> [Completa quanto segue]
a - Riporta la parte del testo sulla Suzuki compresa tra "Ma non fu solo" e "è più affidabile?", estremi inclusi.
b - Secondo il testo sulla Suzuki, in che anno fu presentata la GT 750?

> [Estratto fornito]
***

Negli anni '70, Suzuki lasciò un segno indelebile nel mondo delle moto per due ragioni principali: il lancio della leggendaria GT 750 e una campagna pubblicitaria audace che ancora oggi fa discutere. La Suzuki GT 750, presentata nel 1971, rappresentò l’ingresso del marchio giapponese nel segmento delle grandi moto. Dotata di un innovativo motore a tre cilindri in linea da 738 cc, fu la prima moto di serie a presentare il raffreddamento a liquido, una tecnologia che garantiva prestazioni più affidabili e durature rispetto ai motori ad aria. Soprannominata "Water Buffalo" in alcuni mercati, questa moto divenne un simbolo di potenza e modernità.
Ma non fu solo la meccanica a far parlare di Suzuki in quegli anni. Le sue campagne pubblicitarie destarono un clamore senza precedenti, soprattutto per il modo provocatorio con cui venivano comunicati i valori del brand. In un periodo in cui il concetto di politically correct nella pubblicità era pressoché inesistente, Suzuki lanciò una campagna che metteva a confronto una donna e una moto. Il quesito implicito era: chi dei due è più affidabile?
Le immagini utilizzate erano accompagnate da testi che oggi apparirebbero discutibili, ma che all’epoca rientravano nello stile dissacrante e provocatorio tipico degli anni '70. La donna, identificata con nomi come Milena, Zelda o Cristina, veniva descritta con frasi evocative e ambigue: “Ritorno dalla caccia. Corpo che si offre nel gioco dell’abbandono. E certezza che lei è sempre lì. Sempre. Il perdono dopo l’avventura” oppure “Donna su cui appuntare emozioni e amore”. Al contrario, la moto veniva descritta con un tono più tecnico ed efficace: “Freno anteriore a disco con comando idraulico. Freno posteriore meccanico a doppia ganascia. Sospensioni e telaio a perfetta tenuta di strada”.
Il confronto implicito era chiaro: la moto è sempre affidabile, la donna forse no. Questo messaggio suscitò scalpore e portò alla prima condanna da parte del Giurì dell’Autodisciplina Pubblicitaria, che considerò la campagna offensiva nei confronti delle donne. Nonostante le polemiche, il claim divenne celebre e contribuì a rafforzare l’immagine del marchio, lasciando un’impronta nella storia della pubblicità italiana.

***

> [Elenco mostrato]
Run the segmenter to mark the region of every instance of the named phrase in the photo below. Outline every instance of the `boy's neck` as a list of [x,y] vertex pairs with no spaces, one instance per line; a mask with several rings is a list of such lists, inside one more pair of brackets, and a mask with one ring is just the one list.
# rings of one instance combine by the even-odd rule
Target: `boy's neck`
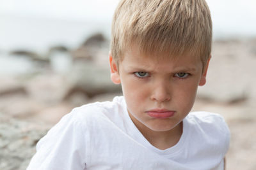
[[130,117],[138,129],[154,146],[160,150],[165,150],[175,145],[180,140],[183,132],[183,122],[180,122],[173,129],[163,132],[152,131],[141,124],[130,115]]

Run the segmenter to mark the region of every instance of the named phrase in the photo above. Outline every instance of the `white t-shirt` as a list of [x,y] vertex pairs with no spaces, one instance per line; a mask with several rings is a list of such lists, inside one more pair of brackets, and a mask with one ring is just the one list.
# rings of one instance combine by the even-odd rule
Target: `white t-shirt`
[[131,120],[123,97],[74,109],[36,145],[27,170],[223,169],[230,132],[218,114],[190,113],[173,146],[152,146]]

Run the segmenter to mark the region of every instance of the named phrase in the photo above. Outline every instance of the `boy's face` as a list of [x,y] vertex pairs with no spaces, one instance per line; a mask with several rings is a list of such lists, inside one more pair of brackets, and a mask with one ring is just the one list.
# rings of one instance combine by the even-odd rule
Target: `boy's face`
[[189,55],[154,57],[131,48],[118,71],[110,54],[111,79],[121,83],[129,114],[140,130],[165,132],[175,129],[190,111],[198,86],[205,83],[207,67],[202,73],[200,59]]

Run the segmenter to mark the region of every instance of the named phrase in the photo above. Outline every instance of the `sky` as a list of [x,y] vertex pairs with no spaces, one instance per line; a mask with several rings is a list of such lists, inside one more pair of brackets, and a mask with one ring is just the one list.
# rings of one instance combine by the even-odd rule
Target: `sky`
[[[85,32],[103,30],[109,34],[118,1],[0,0],[0,48],[41,47],[59,42],[76,46],[86,36]],[[256,37],[255,0],[206,1],[211,11],[214,38]]]
[[[0,0],[0,15],[111,22],[119,0]],[[230,34],[256,34],[256,1],[207,0],[214,29]]]

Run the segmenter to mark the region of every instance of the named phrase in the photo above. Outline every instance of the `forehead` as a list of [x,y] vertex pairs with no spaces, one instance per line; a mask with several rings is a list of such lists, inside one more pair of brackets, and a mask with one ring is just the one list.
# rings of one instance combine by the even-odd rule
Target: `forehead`
[[145,71],[172,70],[183,68],[184,70],[199,70],[202,63],[198,57],[190,53],[175,55],[166,53],[143,53],[138,48],[130,48],[124,53],[120,63],[127,69],[141,69]]

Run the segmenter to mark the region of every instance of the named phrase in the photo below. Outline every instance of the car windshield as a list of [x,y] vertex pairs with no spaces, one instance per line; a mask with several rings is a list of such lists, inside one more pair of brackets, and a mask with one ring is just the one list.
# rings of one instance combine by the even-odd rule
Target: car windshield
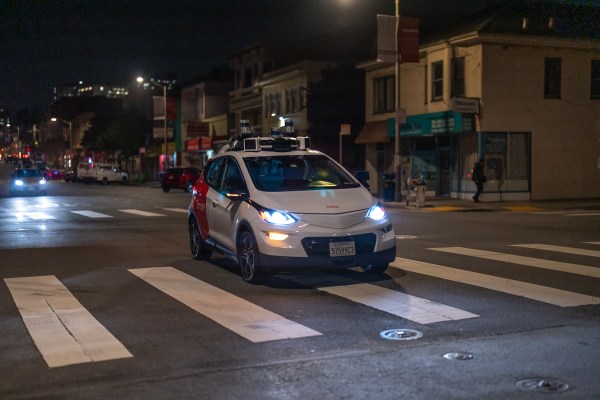
[[318,154],[244,157],[244,163],[254,186],[267,192],[360,186],[345,170]]
[[15,176],[17,178],[41,178],[42,172],[39,169],[19,169]]

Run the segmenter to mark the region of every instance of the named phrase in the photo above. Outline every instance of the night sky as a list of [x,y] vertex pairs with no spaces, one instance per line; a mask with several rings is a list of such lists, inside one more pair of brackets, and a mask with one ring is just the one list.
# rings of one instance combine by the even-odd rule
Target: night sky
[[[439,17],[493,1],[400,0],[400,11]],[[55,85],[80,80],[190,81],[261,39],[375,27],[377,14],[393,15],[394,0],[0,0],[0,106],[44,112]]]

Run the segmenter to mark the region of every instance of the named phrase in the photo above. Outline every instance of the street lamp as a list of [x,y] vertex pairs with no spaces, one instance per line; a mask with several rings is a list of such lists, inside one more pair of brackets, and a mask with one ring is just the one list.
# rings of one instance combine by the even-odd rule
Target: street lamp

***

> [Soluzioni degli esercizi]
a -
Ma non fu solo la meccanica a far parlare di Suzuki in quegli anni. Le sue campagne pubblicitarie destarono un clamore senza precedenti, soprattutto per il modo provocatorio con cui venivano comunicati i valori del brand. In un periodo in cui il concetto di politically correct nella pubblicità era pressoché inesistente, Suzuki lanciò una campagna che metteva a confronto una donna e una moto. Il quesito implicito era: chi dei due è più affidabile?

b - Nel 1971.